# Quoted passage
Archives for posts with tag: project 2501

Fan reactions ranged from dismay to outrage as news broke that Hollywood would adapt the 1995 cyberpunk anime classic Ghost in the Shell.

A natural next thought arose in this nascent age of crowdfunding and Internet-based collaboration:

What if we could take matters into our own hands and create something better than anything Hollywood would ever dare to produce?

Early discussions about the “GITS: Alive” idea often centered around the cost of producing a live-action Ghost in the Shell film. The film clearly requires a strong element of special-effects expertise, as seen in the anime’s approach to technology in the year 2029.

All dreams in cinematic form eventually awaken to the reality of one word: money.

The effort could be fully funded from the start. That would be the ideal scenario.

If not, there are other possibilities.

What if “GITS: Alive” begins life in the short-film format?

# Information provided

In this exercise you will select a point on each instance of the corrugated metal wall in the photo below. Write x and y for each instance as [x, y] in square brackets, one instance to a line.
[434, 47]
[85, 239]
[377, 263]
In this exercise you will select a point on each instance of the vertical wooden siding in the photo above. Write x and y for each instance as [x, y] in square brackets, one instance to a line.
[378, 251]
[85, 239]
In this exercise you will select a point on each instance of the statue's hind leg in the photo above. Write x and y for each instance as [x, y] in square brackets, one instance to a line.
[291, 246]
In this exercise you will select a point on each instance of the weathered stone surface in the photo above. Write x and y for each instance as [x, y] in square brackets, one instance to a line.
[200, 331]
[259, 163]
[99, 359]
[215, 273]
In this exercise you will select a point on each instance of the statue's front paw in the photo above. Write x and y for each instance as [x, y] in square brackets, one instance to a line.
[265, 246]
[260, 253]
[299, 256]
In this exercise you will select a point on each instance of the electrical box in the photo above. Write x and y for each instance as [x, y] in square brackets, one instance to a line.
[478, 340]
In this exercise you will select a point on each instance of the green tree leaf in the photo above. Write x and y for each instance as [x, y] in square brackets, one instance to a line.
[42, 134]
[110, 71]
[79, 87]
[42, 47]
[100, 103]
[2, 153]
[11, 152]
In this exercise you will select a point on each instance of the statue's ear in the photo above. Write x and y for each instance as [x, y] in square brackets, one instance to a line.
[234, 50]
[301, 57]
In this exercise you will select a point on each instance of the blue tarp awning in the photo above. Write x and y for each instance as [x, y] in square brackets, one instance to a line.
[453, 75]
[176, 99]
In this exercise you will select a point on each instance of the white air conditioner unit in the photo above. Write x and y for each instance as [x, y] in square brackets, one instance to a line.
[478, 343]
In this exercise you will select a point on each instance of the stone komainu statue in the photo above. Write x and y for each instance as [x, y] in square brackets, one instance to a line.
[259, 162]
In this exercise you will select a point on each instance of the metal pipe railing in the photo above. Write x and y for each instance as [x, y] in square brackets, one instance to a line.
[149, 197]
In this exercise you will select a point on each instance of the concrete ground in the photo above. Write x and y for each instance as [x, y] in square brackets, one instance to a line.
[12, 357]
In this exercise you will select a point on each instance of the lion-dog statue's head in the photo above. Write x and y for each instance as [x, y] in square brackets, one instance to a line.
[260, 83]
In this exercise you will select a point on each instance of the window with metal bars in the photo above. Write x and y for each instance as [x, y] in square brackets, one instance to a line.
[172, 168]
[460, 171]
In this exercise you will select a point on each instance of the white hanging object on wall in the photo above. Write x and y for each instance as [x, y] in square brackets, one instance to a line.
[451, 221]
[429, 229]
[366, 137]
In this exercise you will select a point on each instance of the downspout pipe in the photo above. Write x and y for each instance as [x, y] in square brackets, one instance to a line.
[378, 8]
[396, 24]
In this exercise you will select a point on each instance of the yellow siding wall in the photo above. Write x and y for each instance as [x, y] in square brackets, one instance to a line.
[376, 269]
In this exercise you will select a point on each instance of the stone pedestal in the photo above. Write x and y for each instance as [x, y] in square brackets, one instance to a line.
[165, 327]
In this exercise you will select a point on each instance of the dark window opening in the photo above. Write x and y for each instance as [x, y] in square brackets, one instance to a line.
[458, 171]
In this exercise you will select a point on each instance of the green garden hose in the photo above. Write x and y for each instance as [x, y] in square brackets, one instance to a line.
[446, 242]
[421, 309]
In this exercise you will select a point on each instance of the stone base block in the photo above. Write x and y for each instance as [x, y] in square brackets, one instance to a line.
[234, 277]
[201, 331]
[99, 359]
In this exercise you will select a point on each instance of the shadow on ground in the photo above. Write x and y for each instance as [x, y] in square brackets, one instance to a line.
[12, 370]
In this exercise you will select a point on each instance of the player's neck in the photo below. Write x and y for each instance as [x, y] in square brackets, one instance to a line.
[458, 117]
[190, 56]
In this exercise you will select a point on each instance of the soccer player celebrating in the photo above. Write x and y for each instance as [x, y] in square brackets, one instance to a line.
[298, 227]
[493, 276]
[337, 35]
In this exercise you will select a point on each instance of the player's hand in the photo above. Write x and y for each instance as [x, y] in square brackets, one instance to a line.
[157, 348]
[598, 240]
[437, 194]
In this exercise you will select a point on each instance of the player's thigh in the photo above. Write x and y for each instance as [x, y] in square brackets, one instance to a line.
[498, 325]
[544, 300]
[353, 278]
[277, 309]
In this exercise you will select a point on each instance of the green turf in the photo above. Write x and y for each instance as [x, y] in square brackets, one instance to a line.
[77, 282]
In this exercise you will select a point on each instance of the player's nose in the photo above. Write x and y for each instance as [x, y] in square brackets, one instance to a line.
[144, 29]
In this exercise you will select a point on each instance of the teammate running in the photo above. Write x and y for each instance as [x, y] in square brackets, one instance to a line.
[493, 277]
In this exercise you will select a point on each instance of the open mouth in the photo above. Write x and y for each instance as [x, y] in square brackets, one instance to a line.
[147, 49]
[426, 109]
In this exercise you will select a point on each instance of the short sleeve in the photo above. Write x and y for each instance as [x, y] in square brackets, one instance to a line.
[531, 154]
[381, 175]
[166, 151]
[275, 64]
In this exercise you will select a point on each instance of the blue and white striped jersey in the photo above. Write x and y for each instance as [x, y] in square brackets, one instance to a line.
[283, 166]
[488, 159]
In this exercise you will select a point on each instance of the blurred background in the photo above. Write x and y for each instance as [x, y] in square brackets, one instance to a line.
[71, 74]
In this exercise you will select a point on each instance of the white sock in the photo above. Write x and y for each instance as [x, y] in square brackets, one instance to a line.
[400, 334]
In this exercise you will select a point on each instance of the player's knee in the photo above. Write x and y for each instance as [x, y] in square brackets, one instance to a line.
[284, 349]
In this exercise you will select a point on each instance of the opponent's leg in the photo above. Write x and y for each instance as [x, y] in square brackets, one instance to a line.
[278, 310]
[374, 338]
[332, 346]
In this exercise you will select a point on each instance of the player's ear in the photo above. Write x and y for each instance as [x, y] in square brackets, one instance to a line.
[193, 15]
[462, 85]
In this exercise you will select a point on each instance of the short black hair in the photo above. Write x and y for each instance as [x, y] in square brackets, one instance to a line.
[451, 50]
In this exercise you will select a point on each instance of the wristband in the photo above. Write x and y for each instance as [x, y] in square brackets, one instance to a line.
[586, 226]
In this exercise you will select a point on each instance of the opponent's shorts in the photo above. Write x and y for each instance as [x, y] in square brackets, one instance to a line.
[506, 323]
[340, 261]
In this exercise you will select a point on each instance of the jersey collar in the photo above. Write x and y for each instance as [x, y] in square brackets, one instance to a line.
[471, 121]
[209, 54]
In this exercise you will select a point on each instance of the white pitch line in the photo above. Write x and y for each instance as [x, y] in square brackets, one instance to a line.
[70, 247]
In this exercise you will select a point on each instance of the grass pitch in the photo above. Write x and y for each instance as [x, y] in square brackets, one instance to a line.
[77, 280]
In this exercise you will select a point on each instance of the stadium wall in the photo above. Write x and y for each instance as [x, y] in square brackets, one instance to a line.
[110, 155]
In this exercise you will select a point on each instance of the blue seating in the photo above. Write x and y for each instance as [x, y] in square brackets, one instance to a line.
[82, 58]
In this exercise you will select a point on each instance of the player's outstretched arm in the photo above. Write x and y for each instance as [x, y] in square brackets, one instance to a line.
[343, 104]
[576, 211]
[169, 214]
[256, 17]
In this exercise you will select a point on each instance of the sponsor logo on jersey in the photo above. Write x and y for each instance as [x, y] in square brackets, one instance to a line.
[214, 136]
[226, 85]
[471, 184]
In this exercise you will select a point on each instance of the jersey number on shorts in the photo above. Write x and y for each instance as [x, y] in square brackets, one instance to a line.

# Required task A
According to the Ghost in the Shell post, in what year was the anime classic released?
# Required task B
Copy out the Ghost in the Shell post from "A natural next" to "one word: money.".

# Written solution A
1995

# Written solution B
A natural next thought arose in this nascent age of crowdfunding and Internet-based collaboration:

What if we could take matters into our own hands and create something better than anything Hollywood would ever dare to produce?

Early discussions about the “GITS: Alive” idea often centered around the cost of producing a live-action Ghost in the Shell film. The film clearly requires a strong element of special-effects expertise, as seen in the anime’s approach to technology in the year 2029.

All dreams in cinematic form eventually awaken to the reality of one word: money.